Extracted material =
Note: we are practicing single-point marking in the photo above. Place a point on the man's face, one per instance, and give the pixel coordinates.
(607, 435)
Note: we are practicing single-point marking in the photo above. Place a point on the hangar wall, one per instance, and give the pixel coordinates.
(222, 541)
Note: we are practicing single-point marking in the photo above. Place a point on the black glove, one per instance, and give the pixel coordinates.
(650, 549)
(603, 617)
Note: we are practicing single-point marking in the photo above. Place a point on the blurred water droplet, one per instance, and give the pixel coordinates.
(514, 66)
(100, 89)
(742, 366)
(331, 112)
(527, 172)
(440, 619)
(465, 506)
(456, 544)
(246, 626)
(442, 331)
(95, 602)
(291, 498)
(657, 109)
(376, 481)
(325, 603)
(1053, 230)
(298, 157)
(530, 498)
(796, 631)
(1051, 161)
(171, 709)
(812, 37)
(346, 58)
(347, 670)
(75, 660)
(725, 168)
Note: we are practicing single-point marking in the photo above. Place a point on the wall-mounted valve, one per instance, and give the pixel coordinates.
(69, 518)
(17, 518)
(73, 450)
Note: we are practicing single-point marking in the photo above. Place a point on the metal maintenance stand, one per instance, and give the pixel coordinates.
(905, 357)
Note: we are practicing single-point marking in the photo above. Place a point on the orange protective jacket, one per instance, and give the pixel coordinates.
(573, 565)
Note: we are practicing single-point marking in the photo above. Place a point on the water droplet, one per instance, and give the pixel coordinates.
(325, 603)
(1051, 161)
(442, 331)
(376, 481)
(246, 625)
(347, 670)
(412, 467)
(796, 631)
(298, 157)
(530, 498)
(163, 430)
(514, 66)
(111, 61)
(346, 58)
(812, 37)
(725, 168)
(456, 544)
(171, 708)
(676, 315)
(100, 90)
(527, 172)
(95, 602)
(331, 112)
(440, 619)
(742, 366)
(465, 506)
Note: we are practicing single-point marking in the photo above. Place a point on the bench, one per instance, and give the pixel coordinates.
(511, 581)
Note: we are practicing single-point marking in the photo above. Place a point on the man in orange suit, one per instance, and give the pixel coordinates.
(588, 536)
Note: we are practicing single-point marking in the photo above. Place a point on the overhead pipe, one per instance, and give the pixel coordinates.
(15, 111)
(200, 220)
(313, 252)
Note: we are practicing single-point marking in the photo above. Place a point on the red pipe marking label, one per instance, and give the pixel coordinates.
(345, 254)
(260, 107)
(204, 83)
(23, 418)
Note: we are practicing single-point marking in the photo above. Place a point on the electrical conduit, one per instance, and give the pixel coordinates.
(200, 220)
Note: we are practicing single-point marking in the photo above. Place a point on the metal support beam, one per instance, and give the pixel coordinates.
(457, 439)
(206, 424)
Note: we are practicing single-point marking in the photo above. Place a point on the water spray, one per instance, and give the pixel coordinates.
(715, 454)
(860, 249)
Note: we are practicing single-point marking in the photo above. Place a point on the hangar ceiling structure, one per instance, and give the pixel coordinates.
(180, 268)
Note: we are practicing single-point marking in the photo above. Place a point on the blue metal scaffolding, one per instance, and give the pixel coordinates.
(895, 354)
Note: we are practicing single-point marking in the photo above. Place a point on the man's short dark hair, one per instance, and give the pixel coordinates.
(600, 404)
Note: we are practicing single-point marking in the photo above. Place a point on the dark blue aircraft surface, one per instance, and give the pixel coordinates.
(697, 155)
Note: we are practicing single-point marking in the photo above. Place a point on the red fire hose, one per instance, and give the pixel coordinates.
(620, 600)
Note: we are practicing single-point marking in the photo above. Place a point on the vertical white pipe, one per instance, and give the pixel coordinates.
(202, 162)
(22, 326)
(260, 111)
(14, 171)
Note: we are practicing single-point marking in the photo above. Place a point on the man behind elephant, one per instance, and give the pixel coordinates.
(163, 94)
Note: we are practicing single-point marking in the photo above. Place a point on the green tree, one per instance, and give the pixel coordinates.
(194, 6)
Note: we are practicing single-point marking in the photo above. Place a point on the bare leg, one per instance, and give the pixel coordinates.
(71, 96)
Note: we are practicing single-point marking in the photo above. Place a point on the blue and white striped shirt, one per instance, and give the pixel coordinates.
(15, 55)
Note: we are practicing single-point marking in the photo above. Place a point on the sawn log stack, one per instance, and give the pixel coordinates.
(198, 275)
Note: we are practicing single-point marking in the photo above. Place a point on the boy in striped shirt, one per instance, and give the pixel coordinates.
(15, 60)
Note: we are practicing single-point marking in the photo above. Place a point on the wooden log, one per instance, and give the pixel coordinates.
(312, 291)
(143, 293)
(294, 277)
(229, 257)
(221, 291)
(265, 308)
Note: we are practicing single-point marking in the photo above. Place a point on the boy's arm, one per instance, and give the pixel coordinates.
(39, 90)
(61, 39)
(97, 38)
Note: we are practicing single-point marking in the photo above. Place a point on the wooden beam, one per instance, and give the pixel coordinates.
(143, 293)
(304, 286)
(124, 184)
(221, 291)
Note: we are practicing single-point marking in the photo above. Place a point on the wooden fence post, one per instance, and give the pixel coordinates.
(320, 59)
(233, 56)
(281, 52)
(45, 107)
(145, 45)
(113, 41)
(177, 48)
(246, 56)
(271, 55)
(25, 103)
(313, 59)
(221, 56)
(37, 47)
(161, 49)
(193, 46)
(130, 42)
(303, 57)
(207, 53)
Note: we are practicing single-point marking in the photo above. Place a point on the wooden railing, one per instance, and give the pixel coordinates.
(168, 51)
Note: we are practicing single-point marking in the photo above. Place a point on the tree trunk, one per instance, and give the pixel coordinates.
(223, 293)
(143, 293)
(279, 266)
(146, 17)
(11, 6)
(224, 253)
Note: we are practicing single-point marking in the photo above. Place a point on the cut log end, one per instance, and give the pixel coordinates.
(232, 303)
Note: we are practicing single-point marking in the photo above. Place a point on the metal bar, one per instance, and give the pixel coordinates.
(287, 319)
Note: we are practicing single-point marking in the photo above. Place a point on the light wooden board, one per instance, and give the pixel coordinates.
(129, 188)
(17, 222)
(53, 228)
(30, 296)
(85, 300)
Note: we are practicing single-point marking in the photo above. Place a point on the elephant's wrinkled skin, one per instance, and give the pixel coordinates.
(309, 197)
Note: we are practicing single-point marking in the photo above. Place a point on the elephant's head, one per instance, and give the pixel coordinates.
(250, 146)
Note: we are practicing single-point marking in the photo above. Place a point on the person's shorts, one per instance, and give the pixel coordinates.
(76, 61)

Objective = Exactly as written, give the line containing "the cut log" and all remaining lines of the records.

Response to the task =
Note: we are practicing single-point marking in the photo above. Place a point on the cut log end, one per instance, and give the pixel coordinates.
(232, 303)
Note: we are practicing single-point marking in the photo above. Place a point on the metal bar, one per instance, and give the pixel coordinates.
(287, 319)
Note: we are practicing single-point marking in the photo above. Place a point on the light wooden board, one per instance, and give the pixel coordinates.
(129, 188)
(17, 222)
(53, 228)
(30, 296)
(85, 300)
Note: we are practicing single-point marking in the photo above. Place a point on the elephant's wrinkled skin, one per instance, and give the pixel coordinates.
(309, 197)
Note: we are practicing single-point marking in the photo above. Place a point on the elephant's head, one per instance, and give the pixel coordinates.
(250, 146)
Note: we are practicing single-point marking in the photo above. Place a point on the person's shorts, one per instance, and give the pixel coordinates.
(76, 61)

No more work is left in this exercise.